:: What you are asked to do ::
Please convert the items, from the line with "Target: dense shrubland" through the end of the items, into a two-column CSV with the columns item_text and answer. Each item gets one row, with its text and its answer each in a single quoted field and any line breaks replaced by spaces.

— Start of Exercise input —

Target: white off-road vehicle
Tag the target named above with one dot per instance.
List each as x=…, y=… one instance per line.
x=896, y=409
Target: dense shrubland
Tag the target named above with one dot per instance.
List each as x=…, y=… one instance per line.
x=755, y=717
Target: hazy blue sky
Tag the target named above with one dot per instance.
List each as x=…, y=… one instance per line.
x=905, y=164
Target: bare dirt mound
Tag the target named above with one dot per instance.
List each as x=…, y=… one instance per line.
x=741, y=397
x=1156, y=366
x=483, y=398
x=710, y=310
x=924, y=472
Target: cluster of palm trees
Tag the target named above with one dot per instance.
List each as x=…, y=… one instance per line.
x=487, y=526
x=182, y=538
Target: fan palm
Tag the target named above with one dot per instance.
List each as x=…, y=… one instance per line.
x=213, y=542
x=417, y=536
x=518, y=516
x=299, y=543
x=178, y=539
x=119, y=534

— End of Exercise input —

:: Task output ::
item_text,answer
"Target: dense shrubland Tag the target named above with one dot per instance. List each as x=…, y=… one instance per line.","x=755, y=717"
"Target: hazy blue sky Tag the target named above with one dot per instance. List each as x=…, y=… one instance per line.","x=905, y=164"
"Target: bare dirt mound Tag the target named above with one dot per instance. List each as x=…, y=… one instance per line.","x=741, y=397 x=1156, y=366 x=483, y=398 x=710, y=310 x=924, y=472"
"Target: cluster of palm trees Tag the target named above with one dot per instance. List each as x=…, y=… one instance per line.","x=487, y=526 x=182, y=538"
"Target: fan palm Tag the target named above with one dot per instance. List each as x=…, y=… one instance per line.","x=213, y=542 x=417, y=536 x=518, y=516 x=299, y=543 x=178, y=539 x=119, y=534"